SET EXERCISE A. From the post about hating Christmas, copy word for word the passage that starts at "I’m always irritable" and ends at "all the time.".
SET EXERCISE B. Shorten the paragraph of the post about hating Christmas that begins "What's hard is my daughter," keeping its main facts.

TEXT PROVIDED.
________________
My Annual “I Hate Christmas” Post/Share Your Secular Holiday Traditions Here!


Last year I watched my next-door neighbor march all her pumpkins out to the trash can bright and early on November 1st. Later that day she had her Christmas lights up. I just watched out the window and chuckled.

I’m sure our neighbors are cringing this year because it’s December 1st and we still have Halloween inflatables in our front yard. My husband keeps saying he will take them down but at this point, I think we should just throw some Santa hats and scarves on them. 

I’m always irritable at this time of year. I really hate Christmas. The Christmas shit in the stores. The Christmas music playing everywhere. The crowds. It’s the most annoying holiday. But that’s the thing…it’s a holiday. It’s supposed to be one day but instead, it starts in October and lasts until New Year. You just can’t escape.

What’s hard is my daughter is now seven and she’s really getting into Christmas. A couple of nights ago, she wanted to build a “winter house” so we cut up an Amazon box to look like an open dollhouse. She made a Christmas tree, presents, and a reindeer from some of the cardboard scraps from the dollhouse. She’s a very creative kid but Christmas just keeps creeping up all the time.

She asked me yesterday if we can “finally” get a Christmas tree. My husband and I didn’t put up a Christmas tree until our daughter turned three. That year we broke down and bought one and my daughter decorated it with her hairbows. Her idea. Like I said, she’s a pretty creative kid. I guess it’s about time to put one up. I just wasn’t going to do it before Thanksgiving.
________________
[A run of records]
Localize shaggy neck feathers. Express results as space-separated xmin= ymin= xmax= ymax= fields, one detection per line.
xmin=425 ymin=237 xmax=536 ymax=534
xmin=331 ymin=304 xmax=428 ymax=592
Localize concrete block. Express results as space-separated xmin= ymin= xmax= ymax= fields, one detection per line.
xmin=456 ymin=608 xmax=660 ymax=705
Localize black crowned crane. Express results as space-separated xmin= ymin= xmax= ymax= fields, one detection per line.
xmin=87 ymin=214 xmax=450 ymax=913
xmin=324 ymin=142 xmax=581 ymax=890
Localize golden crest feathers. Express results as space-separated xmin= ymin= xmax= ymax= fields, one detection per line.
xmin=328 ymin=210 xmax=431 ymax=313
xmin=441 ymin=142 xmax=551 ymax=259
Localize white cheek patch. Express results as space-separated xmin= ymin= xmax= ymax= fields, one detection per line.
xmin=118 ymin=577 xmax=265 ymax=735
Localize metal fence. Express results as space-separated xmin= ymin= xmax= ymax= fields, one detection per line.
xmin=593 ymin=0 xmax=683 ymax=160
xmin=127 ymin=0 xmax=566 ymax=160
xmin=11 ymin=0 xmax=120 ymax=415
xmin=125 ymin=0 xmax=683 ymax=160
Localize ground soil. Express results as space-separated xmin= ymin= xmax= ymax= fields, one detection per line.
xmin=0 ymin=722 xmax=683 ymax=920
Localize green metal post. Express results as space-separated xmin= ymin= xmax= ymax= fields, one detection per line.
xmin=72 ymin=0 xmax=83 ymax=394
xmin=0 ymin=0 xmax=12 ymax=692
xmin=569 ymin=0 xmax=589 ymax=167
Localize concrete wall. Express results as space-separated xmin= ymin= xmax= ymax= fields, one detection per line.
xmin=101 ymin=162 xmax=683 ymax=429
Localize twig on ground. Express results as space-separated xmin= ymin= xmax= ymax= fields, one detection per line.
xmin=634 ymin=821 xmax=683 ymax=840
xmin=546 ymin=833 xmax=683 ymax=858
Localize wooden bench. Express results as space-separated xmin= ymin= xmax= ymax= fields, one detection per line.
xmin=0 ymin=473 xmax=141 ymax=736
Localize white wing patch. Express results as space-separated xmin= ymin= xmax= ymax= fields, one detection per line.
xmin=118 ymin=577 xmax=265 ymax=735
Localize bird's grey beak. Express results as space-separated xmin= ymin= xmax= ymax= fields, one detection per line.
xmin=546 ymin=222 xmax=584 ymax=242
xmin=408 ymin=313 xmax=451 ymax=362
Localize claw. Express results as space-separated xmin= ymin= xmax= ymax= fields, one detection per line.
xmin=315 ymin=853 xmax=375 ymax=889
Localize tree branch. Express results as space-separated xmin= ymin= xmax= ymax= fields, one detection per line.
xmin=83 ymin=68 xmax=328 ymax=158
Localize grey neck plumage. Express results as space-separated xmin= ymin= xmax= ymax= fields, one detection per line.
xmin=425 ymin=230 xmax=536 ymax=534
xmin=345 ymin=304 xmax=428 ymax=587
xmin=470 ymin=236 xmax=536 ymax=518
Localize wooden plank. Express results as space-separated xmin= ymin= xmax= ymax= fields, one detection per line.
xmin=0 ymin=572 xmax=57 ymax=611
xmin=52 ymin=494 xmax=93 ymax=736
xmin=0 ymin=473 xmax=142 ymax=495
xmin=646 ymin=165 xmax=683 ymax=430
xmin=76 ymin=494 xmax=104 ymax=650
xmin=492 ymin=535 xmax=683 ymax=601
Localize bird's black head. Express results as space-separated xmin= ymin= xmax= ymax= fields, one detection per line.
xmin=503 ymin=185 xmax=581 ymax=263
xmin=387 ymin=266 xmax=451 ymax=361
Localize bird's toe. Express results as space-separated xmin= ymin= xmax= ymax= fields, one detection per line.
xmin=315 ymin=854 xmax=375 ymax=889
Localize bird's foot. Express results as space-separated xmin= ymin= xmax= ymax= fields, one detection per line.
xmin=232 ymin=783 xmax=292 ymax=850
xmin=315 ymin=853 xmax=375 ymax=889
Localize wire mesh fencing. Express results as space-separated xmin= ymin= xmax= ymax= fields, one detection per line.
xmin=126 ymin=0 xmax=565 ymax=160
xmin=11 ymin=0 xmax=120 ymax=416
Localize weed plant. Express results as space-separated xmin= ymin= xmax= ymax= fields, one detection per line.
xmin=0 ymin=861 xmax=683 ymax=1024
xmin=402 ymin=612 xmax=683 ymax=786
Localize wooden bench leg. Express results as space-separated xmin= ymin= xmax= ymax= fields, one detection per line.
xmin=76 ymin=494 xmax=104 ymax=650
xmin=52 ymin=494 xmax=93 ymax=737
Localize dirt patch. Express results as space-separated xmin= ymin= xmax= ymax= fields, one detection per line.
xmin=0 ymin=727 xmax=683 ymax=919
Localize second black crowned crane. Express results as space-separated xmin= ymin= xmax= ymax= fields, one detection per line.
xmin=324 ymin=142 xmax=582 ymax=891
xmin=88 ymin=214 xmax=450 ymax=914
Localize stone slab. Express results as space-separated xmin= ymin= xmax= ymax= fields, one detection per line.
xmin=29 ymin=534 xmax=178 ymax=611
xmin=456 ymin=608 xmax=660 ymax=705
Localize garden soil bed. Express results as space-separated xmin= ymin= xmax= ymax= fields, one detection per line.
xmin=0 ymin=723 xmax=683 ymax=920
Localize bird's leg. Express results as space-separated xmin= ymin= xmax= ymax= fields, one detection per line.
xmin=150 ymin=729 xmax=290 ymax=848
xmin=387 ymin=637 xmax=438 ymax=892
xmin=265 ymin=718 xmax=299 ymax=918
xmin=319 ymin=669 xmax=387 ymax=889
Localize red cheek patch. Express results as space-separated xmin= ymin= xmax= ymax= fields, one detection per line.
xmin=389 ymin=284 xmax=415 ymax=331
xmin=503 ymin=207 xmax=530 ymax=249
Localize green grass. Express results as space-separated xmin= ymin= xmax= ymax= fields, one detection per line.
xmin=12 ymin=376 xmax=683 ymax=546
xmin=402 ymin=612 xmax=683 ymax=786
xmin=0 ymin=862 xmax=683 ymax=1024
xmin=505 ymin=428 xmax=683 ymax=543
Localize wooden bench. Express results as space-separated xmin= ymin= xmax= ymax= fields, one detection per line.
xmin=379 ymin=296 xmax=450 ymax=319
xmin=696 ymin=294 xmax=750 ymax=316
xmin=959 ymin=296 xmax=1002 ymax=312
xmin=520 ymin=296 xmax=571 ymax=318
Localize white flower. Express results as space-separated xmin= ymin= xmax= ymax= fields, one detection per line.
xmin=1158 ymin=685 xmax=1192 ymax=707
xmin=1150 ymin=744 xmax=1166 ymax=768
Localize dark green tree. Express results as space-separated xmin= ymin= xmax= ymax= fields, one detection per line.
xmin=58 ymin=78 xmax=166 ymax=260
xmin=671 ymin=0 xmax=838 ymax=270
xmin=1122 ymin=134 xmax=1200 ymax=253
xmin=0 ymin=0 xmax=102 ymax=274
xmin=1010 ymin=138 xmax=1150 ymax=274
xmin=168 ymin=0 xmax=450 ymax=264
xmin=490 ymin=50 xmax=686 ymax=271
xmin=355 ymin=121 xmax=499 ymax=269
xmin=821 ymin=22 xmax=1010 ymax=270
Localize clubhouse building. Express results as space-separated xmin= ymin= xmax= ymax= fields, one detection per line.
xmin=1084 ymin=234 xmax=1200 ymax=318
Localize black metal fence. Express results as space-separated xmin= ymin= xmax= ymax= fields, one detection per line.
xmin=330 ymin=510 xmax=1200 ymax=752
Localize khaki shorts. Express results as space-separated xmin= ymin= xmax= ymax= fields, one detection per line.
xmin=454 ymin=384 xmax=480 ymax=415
________________
CORRECT OUTPUT A.
I’m always irritable at this time of year. I really hate Christmas. The Christmas shit in the stores. The Christmas music playing everywhere. The crowds. It’s the most annoying holiday. But that’s the thing…it’s a holiday. It’s supposed to be one day but instead, it starts in October and lasts until New Year. You just can’t escape.

What’s hard is my daughter is now seven and she’s really getting into Christmas. A couple of nights ago, she wanted to build a “winter house” so we cut up an Amazon box to look like an open dollhouse. She made a Christmas tree, presents, and a reindeer from some of the cardboard scraps from the dollhouse. She’s a very creative kid but Christmas just keeps creeping up all the time.

CORRECT OUTPUT B. My seven-year-old daughter is now really into Christmas, which is hard. A few nights ago she wanted a "winter house," so we cut an Amazon box into an open dollhouse. She made a tree, presents, and a reindeer from the scraps. She's very creative, but Christmas keeps creeping up.